| What this task involves |
Return each line in the listing that contains the string "jacket", copied unchanged. Case counts when matching.

| Provided information |
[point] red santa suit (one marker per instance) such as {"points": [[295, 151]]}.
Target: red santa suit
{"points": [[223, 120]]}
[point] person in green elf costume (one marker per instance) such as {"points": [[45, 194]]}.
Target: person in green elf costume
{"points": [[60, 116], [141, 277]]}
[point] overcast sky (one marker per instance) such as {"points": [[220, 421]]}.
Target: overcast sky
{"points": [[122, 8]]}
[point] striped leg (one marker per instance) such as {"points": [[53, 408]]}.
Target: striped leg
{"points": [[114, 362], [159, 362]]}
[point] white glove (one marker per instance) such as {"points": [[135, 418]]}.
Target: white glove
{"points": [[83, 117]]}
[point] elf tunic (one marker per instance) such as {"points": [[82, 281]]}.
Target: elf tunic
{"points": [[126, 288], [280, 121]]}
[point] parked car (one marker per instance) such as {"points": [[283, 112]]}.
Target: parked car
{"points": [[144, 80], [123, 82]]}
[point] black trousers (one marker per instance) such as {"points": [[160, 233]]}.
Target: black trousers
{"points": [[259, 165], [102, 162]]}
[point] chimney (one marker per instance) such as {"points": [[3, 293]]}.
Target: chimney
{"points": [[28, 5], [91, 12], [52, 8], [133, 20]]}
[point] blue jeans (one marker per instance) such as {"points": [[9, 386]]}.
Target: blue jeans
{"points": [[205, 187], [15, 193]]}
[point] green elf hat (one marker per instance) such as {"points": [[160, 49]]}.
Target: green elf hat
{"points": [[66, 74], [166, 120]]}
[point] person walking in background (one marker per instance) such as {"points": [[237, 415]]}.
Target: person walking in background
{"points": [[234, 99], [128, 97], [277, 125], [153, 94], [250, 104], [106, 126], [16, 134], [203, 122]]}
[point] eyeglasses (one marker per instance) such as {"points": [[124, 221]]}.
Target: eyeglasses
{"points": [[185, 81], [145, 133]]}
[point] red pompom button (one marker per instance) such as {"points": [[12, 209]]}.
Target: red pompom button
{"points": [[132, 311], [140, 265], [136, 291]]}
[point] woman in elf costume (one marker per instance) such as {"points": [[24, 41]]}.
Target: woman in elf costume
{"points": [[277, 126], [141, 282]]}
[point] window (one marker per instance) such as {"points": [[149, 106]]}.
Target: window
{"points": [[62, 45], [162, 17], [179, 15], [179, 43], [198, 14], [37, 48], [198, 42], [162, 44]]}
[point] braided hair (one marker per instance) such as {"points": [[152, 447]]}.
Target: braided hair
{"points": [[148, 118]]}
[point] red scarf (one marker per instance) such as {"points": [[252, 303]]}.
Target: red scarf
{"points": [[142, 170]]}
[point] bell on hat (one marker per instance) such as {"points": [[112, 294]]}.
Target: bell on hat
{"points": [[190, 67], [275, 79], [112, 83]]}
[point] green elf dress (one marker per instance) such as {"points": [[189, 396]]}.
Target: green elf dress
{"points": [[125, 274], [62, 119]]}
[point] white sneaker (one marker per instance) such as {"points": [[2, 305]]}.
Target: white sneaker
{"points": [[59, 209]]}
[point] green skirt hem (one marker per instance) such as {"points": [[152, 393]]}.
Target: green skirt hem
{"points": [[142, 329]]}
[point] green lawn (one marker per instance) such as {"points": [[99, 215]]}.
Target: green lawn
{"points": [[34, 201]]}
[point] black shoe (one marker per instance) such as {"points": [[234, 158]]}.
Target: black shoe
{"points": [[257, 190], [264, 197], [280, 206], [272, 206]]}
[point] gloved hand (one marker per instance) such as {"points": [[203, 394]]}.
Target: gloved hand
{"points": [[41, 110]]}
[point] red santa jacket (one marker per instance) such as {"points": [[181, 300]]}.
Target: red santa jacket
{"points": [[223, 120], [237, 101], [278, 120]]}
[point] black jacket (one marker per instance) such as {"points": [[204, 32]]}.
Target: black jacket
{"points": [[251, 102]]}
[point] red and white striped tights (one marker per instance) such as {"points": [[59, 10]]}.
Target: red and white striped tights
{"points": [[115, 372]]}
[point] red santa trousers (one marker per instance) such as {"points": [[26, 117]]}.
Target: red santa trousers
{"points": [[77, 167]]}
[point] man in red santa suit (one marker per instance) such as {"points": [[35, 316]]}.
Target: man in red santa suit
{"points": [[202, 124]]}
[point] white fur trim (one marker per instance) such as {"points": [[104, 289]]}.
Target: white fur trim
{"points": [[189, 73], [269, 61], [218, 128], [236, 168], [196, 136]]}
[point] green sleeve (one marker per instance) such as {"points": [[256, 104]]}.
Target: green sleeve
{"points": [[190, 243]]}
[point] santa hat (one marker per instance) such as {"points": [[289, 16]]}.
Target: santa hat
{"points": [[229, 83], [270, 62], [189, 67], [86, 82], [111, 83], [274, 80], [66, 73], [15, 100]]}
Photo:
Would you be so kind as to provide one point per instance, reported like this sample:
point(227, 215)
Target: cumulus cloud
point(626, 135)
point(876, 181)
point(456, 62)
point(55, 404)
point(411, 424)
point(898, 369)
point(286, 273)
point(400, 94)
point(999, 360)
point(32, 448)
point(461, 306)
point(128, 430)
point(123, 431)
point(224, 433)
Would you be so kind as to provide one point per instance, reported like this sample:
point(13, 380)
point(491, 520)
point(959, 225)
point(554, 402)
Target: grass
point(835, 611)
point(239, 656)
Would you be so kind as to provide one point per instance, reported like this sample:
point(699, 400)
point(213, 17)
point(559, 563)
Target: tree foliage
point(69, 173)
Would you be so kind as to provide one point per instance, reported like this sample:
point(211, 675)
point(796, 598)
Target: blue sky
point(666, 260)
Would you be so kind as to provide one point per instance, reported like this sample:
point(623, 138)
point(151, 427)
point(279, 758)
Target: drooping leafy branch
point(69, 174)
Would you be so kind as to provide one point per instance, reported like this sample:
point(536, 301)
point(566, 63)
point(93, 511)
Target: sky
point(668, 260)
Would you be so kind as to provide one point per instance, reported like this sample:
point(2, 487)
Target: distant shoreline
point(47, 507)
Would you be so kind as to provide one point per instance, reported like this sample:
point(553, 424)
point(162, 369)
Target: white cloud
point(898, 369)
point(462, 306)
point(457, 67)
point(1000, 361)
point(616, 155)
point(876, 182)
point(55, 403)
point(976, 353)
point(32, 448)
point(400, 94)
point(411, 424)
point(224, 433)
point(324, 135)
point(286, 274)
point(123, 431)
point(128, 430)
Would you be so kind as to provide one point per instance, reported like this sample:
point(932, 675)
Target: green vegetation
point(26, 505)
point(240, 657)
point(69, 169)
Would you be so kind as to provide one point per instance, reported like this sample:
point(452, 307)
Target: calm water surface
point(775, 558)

...

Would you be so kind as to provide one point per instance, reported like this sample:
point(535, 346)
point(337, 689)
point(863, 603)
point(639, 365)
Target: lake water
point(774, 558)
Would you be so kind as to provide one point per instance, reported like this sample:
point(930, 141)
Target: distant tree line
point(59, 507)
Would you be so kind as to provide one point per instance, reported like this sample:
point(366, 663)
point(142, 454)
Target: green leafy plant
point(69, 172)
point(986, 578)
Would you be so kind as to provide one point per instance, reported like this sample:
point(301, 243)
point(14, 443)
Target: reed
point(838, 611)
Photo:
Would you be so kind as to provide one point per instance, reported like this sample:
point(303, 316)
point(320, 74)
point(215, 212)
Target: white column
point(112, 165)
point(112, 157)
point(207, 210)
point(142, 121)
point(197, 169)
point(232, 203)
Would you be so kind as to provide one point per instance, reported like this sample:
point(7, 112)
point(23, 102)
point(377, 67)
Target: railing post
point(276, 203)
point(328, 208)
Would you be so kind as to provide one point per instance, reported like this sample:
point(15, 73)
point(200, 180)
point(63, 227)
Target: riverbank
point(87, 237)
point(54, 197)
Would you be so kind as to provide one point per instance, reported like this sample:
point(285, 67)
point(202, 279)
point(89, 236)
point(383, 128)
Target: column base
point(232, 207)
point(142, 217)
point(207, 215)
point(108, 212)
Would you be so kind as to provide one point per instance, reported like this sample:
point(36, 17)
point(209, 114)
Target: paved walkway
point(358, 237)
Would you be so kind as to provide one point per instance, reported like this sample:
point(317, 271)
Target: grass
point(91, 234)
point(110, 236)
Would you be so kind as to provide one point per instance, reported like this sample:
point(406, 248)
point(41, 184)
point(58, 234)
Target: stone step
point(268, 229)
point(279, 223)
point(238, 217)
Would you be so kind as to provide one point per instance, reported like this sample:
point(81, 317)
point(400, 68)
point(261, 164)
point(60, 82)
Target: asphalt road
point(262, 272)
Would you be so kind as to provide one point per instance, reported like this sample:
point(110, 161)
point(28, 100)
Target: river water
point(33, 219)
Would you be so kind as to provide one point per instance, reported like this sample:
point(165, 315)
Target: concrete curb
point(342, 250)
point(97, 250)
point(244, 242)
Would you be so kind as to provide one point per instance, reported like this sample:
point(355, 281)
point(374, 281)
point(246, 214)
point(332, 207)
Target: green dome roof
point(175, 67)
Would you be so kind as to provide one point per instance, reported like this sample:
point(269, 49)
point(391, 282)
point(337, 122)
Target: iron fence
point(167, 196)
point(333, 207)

...

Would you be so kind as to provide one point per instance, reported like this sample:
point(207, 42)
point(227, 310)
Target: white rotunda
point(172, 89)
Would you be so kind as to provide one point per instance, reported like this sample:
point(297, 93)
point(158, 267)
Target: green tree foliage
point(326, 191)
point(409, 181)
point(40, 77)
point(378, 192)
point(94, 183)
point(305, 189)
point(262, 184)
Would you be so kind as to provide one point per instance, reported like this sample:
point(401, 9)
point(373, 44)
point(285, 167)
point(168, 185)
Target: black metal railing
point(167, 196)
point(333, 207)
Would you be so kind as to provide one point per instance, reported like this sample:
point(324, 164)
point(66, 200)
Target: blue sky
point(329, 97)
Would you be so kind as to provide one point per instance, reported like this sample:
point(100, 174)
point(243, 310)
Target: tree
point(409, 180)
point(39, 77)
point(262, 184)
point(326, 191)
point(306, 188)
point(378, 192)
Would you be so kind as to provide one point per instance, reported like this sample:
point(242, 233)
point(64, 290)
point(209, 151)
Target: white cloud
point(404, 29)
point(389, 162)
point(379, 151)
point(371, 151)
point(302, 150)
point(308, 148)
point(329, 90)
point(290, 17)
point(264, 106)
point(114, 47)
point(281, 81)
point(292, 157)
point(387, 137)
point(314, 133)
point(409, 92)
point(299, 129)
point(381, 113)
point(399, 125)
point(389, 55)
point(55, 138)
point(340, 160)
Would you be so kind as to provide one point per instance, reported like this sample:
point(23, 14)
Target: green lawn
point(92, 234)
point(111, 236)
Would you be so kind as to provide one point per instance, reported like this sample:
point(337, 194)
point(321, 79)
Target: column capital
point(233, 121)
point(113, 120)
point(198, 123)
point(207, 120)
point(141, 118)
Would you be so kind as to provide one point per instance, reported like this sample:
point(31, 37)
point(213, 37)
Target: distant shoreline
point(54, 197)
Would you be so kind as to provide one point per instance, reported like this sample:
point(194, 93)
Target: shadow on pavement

| Result below |
[point] red santa jacket (one marker per instance) such as {"points": [[181, 300]]}.
Target: red santa jacket
[point] black jacket (one marker per instance) such as {"points": [[204, 32]]}.
Target: black jacket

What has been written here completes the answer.